Can you write out the lines that open with the line containing "To accomplish the task, the agent needs to click the eroded" and close with the line containing "175 207 450 300", including both of those lines and nothing else?
— Start Data section —
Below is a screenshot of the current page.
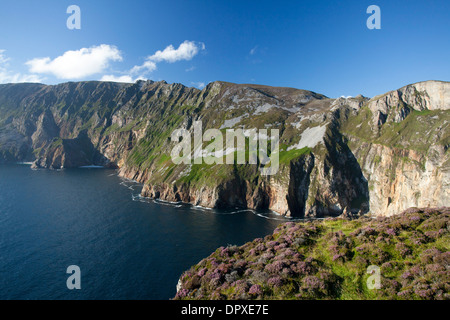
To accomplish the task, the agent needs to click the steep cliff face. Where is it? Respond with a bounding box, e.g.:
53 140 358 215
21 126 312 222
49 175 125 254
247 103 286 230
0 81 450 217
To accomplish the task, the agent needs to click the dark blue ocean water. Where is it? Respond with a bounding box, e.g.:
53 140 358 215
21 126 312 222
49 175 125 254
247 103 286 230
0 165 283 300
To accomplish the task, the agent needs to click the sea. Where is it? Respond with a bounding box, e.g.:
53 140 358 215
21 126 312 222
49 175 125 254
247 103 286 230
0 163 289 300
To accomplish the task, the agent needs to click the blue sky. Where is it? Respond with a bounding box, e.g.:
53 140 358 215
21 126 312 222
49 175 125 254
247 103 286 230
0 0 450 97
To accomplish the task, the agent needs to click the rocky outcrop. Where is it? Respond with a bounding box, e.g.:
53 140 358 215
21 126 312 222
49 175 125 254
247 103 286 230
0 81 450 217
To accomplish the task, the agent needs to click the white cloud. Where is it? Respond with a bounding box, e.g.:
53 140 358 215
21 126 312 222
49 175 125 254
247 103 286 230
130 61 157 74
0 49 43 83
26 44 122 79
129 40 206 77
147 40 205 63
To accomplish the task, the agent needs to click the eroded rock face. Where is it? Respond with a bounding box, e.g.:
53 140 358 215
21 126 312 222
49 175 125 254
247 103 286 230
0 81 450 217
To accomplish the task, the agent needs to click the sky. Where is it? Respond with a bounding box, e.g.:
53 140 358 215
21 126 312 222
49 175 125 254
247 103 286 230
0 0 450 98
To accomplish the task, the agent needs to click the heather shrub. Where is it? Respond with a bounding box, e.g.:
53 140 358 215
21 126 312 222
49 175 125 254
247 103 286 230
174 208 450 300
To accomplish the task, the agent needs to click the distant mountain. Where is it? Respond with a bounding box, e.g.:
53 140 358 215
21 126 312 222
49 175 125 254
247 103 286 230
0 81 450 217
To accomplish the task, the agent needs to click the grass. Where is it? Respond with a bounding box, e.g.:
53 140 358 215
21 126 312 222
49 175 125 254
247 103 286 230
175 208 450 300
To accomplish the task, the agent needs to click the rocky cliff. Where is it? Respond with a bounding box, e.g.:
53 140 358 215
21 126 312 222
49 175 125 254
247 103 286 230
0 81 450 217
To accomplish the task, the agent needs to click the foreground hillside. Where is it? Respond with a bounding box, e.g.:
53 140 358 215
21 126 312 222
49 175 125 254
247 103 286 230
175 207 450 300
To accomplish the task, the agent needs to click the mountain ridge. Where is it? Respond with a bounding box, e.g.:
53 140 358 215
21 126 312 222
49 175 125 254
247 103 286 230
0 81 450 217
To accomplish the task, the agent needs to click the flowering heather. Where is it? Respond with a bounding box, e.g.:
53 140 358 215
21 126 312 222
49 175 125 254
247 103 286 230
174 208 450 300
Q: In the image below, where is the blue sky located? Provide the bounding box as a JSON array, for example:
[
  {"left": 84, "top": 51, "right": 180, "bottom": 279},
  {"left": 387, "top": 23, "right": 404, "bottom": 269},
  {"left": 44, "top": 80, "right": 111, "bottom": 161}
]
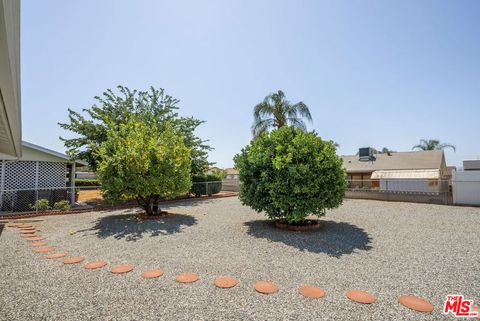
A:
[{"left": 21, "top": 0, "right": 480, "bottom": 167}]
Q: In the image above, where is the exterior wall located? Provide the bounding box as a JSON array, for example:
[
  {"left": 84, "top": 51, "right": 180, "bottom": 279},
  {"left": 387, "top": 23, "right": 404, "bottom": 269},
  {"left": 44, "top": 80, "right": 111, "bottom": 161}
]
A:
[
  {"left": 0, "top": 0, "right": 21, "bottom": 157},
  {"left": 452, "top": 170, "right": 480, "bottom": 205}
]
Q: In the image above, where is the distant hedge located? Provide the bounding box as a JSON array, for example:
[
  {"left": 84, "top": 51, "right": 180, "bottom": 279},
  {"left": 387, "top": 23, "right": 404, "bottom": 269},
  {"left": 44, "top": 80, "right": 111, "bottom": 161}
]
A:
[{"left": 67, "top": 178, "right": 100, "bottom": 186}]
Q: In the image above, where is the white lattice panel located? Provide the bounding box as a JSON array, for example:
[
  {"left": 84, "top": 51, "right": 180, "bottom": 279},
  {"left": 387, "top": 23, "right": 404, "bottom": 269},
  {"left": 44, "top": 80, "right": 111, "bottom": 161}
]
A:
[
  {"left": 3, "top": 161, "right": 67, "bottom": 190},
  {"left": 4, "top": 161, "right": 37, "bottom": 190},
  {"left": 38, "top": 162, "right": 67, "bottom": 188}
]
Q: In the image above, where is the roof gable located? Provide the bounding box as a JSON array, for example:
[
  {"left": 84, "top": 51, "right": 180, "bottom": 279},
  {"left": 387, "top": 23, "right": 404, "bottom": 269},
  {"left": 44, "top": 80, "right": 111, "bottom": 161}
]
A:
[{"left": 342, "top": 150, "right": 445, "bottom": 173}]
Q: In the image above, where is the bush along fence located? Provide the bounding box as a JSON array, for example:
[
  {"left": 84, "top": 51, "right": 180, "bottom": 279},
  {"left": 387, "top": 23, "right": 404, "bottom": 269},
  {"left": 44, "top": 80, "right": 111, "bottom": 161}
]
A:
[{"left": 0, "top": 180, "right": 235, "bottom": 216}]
— End Data section —
— Start Data section —
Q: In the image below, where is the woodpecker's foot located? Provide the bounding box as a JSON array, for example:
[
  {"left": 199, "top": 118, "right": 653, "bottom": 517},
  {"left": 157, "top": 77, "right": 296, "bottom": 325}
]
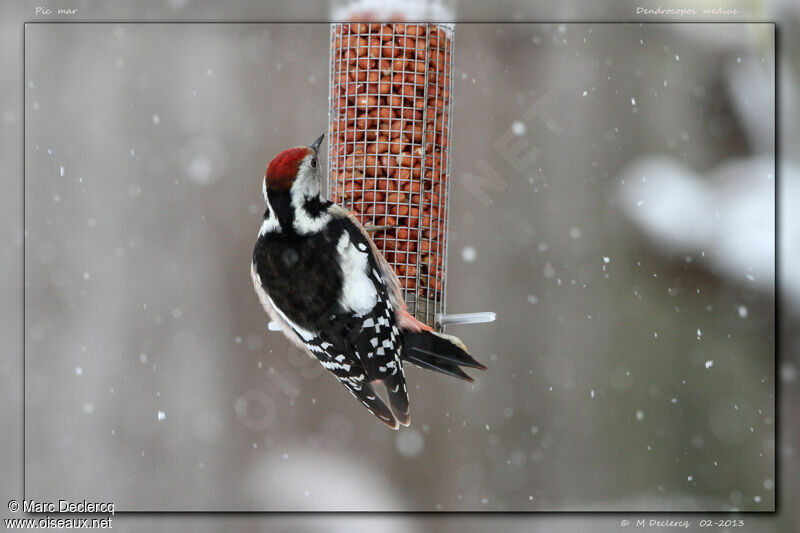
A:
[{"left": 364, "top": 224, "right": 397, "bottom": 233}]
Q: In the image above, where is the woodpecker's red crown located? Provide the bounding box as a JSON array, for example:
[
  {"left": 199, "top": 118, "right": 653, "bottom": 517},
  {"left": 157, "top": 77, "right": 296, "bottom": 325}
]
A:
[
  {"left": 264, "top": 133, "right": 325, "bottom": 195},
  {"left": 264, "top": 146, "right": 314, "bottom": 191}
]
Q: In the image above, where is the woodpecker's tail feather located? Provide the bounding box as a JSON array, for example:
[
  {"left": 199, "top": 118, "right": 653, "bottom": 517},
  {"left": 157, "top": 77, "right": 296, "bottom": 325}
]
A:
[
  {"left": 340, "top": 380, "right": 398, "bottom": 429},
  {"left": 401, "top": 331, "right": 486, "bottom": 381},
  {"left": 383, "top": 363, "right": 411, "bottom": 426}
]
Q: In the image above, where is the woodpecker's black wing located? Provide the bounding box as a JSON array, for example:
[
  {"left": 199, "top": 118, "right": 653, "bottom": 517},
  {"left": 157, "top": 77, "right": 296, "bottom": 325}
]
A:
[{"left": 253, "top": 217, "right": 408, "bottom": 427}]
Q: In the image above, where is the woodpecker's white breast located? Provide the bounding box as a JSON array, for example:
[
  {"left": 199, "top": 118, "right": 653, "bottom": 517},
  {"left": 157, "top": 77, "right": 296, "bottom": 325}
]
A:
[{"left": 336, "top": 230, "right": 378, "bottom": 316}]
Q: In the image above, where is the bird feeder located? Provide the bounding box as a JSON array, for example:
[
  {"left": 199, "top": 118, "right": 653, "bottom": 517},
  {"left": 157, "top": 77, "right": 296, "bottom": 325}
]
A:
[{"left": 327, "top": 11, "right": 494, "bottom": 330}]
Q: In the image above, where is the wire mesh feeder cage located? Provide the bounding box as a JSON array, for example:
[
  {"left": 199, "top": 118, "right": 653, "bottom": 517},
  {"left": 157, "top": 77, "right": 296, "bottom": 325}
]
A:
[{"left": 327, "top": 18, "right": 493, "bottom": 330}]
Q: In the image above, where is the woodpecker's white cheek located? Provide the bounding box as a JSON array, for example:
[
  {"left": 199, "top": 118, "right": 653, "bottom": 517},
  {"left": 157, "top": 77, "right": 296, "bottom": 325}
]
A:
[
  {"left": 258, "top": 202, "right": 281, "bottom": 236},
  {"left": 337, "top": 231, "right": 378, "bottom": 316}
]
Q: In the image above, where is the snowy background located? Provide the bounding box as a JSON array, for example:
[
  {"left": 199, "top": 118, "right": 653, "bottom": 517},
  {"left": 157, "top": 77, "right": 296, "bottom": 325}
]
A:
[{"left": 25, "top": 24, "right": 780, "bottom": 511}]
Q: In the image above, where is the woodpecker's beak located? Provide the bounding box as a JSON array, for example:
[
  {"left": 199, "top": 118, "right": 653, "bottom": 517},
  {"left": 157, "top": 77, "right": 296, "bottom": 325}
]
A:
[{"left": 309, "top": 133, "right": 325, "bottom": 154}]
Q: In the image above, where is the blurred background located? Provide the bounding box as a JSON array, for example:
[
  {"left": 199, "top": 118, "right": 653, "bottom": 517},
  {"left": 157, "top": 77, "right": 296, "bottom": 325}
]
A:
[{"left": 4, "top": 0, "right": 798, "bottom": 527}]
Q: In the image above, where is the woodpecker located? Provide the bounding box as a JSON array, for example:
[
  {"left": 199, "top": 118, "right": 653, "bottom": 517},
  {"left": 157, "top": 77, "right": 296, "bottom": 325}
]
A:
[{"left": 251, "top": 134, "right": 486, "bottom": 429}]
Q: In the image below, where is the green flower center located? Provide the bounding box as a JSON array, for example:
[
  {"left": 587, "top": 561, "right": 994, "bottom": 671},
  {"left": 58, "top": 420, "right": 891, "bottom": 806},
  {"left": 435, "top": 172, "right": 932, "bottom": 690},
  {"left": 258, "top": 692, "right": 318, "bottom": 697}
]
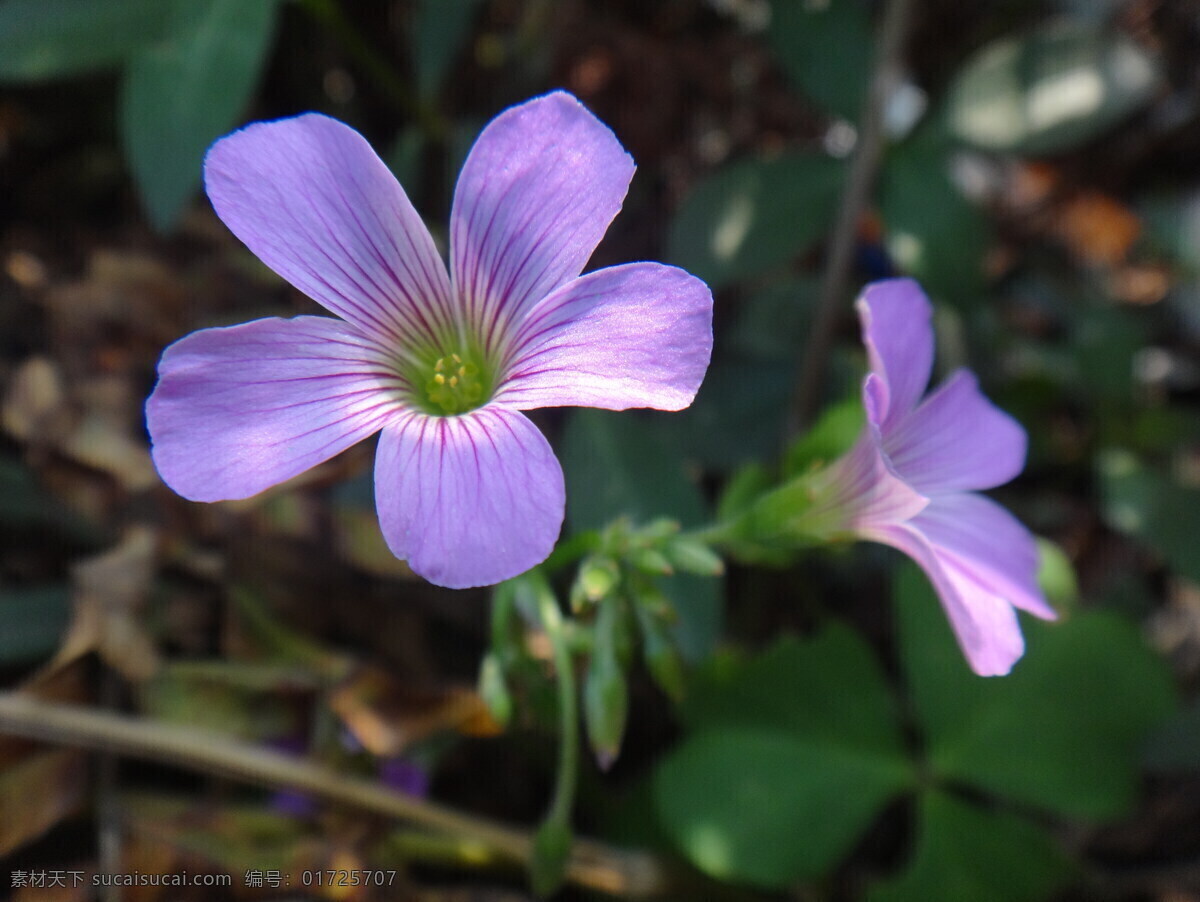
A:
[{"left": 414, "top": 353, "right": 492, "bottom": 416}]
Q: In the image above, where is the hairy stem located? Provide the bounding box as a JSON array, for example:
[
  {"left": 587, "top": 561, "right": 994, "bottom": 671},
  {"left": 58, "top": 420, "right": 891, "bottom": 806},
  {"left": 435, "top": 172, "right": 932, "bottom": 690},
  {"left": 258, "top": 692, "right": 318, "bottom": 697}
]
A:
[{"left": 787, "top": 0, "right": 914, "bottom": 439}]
— End Data section —
— Start Data section —
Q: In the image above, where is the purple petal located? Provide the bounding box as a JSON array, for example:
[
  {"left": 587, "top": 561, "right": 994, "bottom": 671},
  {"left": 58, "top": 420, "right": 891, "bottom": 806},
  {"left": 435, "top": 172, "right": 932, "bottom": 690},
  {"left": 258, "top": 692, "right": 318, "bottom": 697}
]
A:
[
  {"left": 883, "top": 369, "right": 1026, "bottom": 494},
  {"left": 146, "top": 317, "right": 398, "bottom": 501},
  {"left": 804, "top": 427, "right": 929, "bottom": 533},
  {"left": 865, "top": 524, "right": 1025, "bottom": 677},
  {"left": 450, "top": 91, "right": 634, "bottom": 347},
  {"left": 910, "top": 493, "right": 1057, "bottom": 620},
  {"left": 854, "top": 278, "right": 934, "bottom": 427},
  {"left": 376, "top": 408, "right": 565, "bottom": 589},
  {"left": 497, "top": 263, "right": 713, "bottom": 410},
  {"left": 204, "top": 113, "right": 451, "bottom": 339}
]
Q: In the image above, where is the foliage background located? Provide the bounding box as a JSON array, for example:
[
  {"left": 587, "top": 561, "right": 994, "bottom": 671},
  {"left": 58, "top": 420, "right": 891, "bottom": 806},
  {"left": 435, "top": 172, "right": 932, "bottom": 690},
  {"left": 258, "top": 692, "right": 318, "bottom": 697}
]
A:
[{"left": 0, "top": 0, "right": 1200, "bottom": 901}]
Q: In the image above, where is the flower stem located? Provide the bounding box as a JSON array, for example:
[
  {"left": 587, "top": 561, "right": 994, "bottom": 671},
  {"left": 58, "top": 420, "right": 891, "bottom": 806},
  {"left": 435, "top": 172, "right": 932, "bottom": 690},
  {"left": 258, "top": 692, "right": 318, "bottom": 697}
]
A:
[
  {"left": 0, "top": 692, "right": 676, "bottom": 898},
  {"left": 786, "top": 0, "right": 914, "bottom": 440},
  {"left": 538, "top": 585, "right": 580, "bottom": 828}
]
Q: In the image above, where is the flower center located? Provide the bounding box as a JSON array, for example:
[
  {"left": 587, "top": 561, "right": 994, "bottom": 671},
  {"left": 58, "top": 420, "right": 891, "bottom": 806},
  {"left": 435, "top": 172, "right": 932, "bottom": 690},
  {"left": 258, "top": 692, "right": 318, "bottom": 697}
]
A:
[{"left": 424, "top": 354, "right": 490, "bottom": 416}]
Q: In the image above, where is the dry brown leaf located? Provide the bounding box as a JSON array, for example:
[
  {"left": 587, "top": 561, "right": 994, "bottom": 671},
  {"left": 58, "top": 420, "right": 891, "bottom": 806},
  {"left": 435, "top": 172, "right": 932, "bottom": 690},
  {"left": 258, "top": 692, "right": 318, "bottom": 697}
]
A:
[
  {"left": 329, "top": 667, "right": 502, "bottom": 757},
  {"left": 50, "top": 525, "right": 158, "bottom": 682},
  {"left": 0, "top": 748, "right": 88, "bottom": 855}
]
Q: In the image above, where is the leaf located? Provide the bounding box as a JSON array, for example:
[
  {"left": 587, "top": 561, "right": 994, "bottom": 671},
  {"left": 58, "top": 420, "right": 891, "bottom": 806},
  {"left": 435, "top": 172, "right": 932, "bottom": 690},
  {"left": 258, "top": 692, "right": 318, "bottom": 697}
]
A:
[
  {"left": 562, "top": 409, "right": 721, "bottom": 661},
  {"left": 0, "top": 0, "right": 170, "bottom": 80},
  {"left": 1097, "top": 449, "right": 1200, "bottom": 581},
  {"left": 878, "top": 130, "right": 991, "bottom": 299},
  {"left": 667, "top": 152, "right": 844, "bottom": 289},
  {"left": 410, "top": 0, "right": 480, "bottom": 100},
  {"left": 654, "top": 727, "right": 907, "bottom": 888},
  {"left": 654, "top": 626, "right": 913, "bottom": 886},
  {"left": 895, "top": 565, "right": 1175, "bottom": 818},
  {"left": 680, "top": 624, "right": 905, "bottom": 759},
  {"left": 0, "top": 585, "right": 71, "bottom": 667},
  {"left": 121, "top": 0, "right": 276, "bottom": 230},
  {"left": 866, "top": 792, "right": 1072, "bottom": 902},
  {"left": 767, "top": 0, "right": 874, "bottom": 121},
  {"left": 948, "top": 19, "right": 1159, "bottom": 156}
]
— End Data section —
Exercise result:
To accomplish the task, the agent needs to click the eroded rock face. Where is it? Respond with a bounding box, e.g.:
53 140 358 215
21 126 312 222
49 175 125 254
247 103 286 230
0 81 450 217
To accomplish the task, the agent needs to click the sky. Where is it? Respond with a bounding box, e.g.:
53 140 358 215
21 126 312 222
49 175 125 254
247 103 286 230
0 0 450 98
To accomplish the task, the agent needs to click the heather shrub. Where is it? Respond with a bounding box, e.g.:
53 140 358 215
21 126 312 222
49 175 125 254
247 103 286 230
174 208 450 300
To accomplish the task, the agent needs to click the distant mountain. Where is it? Respond with a bounding box, e.g.:
53 140 358 215
21 126 312 222
49 175 125 254
247 103 286 230
0 81 450 217
To accomplish the task, the agent needs to click the grass. Where is it? Respond with a bounding box, e.g.:
53 140 358 215
21 126 312 222
49 175 125 254
247 103 286 230
175 208 450 300
To accomplish the task, the agent needs to click the rocky cliff. Where is it? Respond with a bounding box, e.g.:
53 140 358 215
21 126 312 222
49 175 125 254
247 103 286 230
0 81 450 217
To accomplish the task, the agent needs to click the foreground hillside. Where is it? Respond with a bounding box, e.g.:
53 140 358 215
21 126 312 222
49 175 125 254
247 103 286 230
175 207 450 300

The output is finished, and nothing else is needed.